Find each line in the listing below that contains the word "drainpipe" and copy those lines. Matching is case-sensitive.

┏━━

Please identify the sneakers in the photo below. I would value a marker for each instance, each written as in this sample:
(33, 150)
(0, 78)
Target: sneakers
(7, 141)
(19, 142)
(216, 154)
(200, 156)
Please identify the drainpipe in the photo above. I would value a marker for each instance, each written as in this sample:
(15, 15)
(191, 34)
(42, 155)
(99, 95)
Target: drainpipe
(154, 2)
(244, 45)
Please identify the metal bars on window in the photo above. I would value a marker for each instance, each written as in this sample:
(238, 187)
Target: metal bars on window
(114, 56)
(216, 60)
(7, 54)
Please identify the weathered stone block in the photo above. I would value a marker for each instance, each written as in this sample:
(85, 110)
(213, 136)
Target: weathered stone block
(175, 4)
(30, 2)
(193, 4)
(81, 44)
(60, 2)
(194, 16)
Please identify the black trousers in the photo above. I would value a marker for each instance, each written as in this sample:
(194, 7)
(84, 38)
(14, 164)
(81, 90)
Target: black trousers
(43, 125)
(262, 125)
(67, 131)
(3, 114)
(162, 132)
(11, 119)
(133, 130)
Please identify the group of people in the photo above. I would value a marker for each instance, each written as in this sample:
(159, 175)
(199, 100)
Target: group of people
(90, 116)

┗━━
┏━━

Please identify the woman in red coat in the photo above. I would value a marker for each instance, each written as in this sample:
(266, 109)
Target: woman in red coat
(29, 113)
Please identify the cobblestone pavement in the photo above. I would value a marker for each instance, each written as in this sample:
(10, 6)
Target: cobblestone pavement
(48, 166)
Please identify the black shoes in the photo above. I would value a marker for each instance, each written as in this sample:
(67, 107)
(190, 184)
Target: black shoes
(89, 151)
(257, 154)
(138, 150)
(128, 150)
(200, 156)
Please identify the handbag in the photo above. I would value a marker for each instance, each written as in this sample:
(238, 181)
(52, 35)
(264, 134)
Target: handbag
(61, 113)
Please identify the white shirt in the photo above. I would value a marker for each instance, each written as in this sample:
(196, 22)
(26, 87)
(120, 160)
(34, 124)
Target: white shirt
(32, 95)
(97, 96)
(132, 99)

┗━━

▸ **Answer in full**:
Please identify the drainpipe in the photo above. I would value a marker for each instance, each written as in this sample:
Target: drainpipe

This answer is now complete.